EXERCISE TASK: Copy each of the following records line for line, with no changes.

DATASET ROWS:
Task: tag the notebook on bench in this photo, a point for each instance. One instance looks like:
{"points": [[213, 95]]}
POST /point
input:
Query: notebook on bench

FINAL RESULT:
Task: tag the notebook on bench in this photo, a point for each instance. One instance looks like:
{"points": [[213, 95]]}
POST /point
input:
Query: notebook on bench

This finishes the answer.